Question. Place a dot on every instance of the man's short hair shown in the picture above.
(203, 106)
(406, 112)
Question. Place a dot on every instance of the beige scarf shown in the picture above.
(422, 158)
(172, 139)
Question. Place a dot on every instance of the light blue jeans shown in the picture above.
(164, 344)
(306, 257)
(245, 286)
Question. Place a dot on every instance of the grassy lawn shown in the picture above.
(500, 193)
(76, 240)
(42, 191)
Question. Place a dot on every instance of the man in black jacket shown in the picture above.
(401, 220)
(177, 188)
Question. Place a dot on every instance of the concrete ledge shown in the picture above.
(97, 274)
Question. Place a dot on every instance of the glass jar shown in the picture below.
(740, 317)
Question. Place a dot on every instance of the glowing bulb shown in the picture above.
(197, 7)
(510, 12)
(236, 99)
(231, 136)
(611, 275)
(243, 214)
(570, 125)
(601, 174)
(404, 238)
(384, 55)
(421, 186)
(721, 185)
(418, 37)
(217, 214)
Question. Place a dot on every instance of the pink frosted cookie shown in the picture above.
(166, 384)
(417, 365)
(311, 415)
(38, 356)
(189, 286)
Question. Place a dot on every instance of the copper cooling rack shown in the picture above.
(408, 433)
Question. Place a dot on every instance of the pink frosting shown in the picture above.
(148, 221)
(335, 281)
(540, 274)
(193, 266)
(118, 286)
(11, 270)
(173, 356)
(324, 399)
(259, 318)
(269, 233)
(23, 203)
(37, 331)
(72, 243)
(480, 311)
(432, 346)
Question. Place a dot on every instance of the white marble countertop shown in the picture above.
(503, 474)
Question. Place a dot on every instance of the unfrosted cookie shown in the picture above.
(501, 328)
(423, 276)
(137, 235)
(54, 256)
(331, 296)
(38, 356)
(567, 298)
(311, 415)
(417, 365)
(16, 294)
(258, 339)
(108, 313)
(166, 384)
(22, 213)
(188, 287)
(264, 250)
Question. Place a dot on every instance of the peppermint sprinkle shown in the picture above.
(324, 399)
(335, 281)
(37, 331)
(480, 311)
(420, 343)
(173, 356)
---+---
▶ **Goal of the exercise**
Quote the listing above verbatim, from the line containing "Question. Place a dot on every instance of the glass" through the last line of the listing, including both ends.

▶ **Written answer**
Question. Place a dot on every instance of the glass jar shown in the picture below.
(740, 317)
Question. Place a dot on every instance of the glowing bulb shown in the picture above.
(197, 7)
(510, 12)
(236, 99)
(231, 136)
(611, 275)
(243, 214)
(570, 125)
(601, 174)
(404, 238)
(384, 55)
(421, 186)
(721, 185)
(418, 37)
(217, 214)
Question. Place a dot on every instance of the pink frosted cookie shown in the picture above.
(166, 384)
(417, 365)
(311, 415)
(38, 356)
(189, 286)
Question. Place a dot on every instance of the copper cooling rack shown in the picture above.
(408, 433)
Question. Place a dot on every instance of the pink frosting shown in the picture above.
(148, 221)
(335, 281)
(540, 274)
(193, 266)
(118, 286)
(11, 270)
(173, 356)
(324, 399)
(259, 318)
(269, 233)
(23, 203)
(37, 331)
(72, 243)
(480, 311)
(432, 346)
Question. Place a dot on every instance of the white marble countertop shown in the picture above.
(503, 474)
Question. Place a dot on every instance of the unfrosted cookie shown in the picture above.
(501, 328)
(423, 276)
(137, 235)
(54, 256)
(331, 296)
(38, 356)
(567, 298)
(311, 415)
(417, 365)
(16, 294)
(258, 339)
(108, 313)
(166, 384)
(22, 213)
(188, 287)
(264, 250)
Question. Place a dot on every instance of the peppermint sprinkle shown in the picture above.
(324, 399)
(335, 281)
(37, 331)
(480, 311)
(420, 343)
(173, 356)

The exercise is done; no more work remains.